- Task brief:
Print the records below word for word, from the first line through the line that contains "x=629 y=142", including that line.

(Object position labeling records)
-- Start --

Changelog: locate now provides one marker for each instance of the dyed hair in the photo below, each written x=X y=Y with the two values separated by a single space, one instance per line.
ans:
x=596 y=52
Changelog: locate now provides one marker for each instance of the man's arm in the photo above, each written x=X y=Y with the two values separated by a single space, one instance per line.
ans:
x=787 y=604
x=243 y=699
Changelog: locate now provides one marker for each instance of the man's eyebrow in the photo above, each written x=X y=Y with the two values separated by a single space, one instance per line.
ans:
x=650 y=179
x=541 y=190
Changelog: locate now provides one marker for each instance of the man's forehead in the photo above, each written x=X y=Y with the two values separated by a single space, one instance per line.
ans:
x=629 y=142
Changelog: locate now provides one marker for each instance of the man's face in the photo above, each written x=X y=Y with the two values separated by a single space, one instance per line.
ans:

-- End --

- Solved problem:
Changelog: locate now provides one marker for each instance of the dyed hair in the photo below, each written x=X y=Y with the two values separated by a single space, one instance per line.
ans:
x=596 y=52
Changelog: locate now provides one marker for each instance of the man's arm in the photo above, each written x=X y=Y with the two values separated by a single space, one instance per line.
ans:
x=787 y=604
x=243 y=699
Changelog: locate now provides one marker for each instance of the man's eyebrow in the photo above, each written x=X y=Y with the two values separated by a single space, one instance per line.
ans:
x=650 y=179
x=541 y=190
Changelog: locate now provides one marker for each instance of the man's forehead in the photo above, each written x=X y=Y with the two values separated by a single space, one instance per line.
ans:
x=629 y=142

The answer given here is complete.